▶ **PROBLEM STATEMENT**: Please output exactly the lines of the material from the first through the line containing "Target: green foliage", and nothing more.

PROVIDED MATERIAL Block Start

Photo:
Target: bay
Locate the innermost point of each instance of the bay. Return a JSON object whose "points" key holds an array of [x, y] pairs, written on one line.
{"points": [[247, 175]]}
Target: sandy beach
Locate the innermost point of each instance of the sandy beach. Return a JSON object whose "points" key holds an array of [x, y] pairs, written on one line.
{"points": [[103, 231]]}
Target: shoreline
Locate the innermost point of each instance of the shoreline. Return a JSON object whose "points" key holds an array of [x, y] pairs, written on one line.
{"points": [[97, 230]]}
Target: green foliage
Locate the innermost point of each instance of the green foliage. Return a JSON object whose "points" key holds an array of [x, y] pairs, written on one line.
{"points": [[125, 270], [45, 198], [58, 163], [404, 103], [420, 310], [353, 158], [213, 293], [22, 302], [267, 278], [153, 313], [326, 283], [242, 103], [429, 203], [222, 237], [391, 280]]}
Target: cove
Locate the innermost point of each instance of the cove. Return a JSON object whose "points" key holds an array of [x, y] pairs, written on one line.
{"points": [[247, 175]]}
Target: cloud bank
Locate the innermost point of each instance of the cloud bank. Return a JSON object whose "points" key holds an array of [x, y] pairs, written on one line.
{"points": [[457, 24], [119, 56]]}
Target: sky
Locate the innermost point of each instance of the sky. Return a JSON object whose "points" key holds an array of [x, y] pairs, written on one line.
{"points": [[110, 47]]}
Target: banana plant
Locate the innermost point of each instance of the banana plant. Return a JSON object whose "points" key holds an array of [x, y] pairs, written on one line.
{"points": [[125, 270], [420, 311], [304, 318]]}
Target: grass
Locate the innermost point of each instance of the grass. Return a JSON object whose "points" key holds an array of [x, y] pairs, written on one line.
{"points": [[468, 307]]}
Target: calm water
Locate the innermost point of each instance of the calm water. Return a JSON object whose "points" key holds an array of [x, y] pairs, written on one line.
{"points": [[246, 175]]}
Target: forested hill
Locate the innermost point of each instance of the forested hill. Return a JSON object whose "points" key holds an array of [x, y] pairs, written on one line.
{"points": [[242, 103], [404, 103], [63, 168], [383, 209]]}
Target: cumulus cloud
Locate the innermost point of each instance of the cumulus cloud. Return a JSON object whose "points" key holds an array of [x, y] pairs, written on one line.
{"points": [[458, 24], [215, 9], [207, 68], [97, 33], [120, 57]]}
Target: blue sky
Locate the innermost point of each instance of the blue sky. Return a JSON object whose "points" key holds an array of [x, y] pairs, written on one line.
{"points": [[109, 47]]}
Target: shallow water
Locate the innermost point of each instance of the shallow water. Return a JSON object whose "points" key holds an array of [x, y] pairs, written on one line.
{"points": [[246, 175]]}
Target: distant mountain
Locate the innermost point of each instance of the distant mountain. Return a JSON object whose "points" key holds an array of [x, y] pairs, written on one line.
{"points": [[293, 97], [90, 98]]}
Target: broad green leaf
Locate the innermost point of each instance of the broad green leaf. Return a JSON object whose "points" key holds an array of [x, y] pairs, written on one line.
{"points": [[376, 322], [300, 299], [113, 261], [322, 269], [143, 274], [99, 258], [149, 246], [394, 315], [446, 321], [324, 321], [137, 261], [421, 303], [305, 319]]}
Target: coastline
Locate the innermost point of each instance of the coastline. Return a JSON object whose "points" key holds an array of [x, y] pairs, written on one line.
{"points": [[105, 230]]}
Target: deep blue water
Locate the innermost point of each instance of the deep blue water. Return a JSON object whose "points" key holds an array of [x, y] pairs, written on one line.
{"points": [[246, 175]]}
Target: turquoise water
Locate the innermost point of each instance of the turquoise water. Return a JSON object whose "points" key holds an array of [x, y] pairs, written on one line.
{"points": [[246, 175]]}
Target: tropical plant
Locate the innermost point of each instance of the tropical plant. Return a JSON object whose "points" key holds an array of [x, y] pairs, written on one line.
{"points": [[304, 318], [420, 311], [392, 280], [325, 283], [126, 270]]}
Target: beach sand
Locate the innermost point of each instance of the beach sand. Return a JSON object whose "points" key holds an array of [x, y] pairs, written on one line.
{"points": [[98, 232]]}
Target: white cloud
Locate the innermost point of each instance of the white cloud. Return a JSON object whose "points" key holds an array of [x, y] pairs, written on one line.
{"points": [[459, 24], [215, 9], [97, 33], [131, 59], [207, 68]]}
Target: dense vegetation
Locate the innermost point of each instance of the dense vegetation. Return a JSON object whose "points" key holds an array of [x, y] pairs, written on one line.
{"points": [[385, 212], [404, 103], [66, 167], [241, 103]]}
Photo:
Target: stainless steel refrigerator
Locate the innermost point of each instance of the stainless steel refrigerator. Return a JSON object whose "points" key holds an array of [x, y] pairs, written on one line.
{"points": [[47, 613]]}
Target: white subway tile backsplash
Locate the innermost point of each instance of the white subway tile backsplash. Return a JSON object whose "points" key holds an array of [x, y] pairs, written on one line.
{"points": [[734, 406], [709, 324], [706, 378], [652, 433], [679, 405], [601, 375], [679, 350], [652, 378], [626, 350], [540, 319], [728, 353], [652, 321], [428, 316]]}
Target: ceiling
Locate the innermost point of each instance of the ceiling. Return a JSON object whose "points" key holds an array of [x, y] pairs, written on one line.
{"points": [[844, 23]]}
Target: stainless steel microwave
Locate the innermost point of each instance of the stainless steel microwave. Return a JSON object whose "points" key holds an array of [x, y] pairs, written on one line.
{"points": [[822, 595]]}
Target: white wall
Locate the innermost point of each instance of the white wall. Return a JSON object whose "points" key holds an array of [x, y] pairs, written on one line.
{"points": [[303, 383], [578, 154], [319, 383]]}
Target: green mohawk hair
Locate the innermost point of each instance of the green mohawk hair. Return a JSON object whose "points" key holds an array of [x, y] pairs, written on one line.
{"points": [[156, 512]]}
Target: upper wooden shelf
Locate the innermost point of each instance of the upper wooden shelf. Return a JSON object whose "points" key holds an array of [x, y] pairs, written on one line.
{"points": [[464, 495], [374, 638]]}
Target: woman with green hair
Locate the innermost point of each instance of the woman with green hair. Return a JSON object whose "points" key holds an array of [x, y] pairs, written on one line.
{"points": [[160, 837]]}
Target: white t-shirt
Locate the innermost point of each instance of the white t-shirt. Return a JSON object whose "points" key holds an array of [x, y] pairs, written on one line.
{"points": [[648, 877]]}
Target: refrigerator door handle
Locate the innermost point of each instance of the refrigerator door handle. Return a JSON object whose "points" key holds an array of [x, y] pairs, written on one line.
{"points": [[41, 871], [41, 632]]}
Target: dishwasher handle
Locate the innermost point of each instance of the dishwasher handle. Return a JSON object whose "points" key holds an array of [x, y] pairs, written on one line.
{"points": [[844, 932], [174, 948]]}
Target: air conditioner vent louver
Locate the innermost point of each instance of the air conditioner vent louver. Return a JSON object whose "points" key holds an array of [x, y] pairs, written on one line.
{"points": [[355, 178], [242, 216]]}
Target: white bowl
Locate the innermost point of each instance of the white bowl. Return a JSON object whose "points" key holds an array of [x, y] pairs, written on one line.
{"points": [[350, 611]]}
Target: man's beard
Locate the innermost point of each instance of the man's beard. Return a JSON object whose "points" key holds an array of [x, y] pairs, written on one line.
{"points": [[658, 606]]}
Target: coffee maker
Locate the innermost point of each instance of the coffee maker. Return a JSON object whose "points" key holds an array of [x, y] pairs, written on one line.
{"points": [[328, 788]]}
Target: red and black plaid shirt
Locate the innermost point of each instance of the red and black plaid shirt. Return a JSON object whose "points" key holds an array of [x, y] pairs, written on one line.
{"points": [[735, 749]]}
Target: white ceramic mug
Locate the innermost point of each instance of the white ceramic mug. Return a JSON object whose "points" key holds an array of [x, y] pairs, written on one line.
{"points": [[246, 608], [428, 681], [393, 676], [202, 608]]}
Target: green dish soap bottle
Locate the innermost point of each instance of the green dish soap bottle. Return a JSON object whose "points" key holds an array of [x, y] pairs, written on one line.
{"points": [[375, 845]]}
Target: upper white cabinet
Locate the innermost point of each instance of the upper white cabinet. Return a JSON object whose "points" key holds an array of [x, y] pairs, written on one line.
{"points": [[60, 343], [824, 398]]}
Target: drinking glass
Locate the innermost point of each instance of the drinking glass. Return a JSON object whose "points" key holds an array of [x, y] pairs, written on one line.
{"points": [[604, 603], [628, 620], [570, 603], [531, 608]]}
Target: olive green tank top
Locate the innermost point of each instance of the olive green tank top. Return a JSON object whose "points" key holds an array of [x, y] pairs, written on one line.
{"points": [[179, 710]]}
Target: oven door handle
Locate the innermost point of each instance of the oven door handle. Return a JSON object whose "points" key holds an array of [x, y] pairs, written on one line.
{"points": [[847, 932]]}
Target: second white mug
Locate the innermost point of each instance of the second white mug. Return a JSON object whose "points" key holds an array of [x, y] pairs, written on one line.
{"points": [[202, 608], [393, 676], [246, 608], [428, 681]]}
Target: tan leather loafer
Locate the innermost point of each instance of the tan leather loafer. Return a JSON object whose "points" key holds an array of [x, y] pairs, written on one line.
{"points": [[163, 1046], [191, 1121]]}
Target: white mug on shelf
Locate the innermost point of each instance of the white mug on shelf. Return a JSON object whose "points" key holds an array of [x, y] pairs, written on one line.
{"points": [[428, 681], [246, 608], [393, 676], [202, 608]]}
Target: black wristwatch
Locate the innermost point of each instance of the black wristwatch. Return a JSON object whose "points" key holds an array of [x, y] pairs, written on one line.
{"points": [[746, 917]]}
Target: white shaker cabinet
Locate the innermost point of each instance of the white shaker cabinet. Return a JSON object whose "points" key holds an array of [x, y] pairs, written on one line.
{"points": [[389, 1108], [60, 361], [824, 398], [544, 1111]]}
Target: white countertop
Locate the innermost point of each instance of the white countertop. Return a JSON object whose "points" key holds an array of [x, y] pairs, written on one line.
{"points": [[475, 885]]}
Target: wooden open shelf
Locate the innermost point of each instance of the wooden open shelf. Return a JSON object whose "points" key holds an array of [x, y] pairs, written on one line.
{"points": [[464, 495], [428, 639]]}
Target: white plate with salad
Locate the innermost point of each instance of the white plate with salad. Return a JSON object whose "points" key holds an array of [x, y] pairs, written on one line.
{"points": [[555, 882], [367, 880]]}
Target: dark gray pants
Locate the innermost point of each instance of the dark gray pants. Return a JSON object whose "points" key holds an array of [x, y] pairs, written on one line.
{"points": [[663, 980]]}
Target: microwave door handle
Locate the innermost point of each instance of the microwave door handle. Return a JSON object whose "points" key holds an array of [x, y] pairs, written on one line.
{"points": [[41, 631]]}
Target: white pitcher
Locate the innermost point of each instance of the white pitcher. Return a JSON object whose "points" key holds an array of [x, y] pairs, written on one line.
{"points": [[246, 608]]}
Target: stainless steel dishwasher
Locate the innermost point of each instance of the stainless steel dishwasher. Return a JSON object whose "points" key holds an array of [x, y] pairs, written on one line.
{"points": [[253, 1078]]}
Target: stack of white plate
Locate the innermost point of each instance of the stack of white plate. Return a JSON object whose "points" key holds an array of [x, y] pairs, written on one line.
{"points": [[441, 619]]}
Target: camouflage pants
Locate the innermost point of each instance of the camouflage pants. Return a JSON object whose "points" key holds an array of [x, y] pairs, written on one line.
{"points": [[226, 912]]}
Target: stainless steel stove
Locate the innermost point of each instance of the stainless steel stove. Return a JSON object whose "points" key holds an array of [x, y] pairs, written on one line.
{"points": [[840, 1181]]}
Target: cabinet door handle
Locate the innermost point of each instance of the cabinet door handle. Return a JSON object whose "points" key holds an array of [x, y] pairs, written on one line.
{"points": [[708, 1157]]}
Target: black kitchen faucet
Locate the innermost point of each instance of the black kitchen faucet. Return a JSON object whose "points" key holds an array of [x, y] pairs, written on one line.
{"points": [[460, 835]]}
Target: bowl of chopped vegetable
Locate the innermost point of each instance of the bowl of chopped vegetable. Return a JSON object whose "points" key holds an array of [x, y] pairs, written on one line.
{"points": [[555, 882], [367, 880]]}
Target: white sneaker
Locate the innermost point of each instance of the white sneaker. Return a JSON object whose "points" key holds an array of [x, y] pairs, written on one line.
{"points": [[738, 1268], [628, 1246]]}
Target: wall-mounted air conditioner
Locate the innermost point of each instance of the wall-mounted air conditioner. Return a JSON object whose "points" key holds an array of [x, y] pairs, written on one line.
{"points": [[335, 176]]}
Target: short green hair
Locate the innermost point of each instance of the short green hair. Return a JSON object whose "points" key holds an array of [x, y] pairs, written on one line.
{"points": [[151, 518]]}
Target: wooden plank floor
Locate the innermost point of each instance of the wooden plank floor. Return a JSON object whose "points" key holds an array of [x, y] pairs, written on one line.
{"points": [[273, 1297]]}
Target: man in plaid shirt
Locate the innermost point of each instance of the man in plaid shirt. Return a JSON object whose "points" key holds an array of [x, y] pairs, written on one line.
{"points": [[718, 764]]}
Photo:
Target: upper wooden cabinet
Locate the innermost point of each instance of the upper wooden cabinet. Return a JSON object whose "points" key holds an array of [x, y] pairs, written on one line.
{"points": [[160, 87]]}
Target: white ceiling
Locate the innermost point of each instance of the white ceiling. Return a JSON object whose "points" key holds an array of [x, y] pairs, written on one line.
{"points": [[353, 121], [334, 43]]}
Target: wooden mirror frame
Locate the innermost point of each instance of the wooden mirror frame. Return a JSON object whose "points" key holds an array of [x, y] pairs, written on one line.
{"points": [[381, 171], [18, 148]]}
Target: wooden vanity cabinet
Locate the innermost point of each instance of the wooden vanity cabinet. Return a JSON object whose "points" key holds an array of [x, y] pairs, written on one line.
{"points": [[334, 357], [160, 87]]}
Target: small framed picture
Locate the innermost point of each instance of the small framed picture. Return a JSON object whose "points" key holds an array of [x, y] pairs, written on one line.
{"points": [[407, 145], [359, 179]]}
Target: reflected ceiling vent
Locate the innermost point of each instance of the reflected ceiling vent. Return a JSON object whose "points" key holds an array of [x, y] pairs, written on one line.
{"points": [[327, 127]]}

PROVIDED MATERIAL Block End

▶ **ANSWER TO THE PROBLEM**:
Photo:
Target: bay
Locate the innermost point of each instance of the bay. Return a JSON object whose "points" key holds an array of [x, y] pairs, written on one line.
{"points": [[247, 175]]}
Target: sandy beach
Locate the innermost point of each instance of the sandy beach. Return a JSON object whose "points" key holds an array of [x, y] pairs, written on one line.
{"points": [[103, 231]]}
Target: shoreline
Locate the innermost point of each instance of the shoreline. Return a JSON object whose "points" key holds an array of [x, y] pairs, written on one line.
{"points": [[97, 230]]}
Target: green foliage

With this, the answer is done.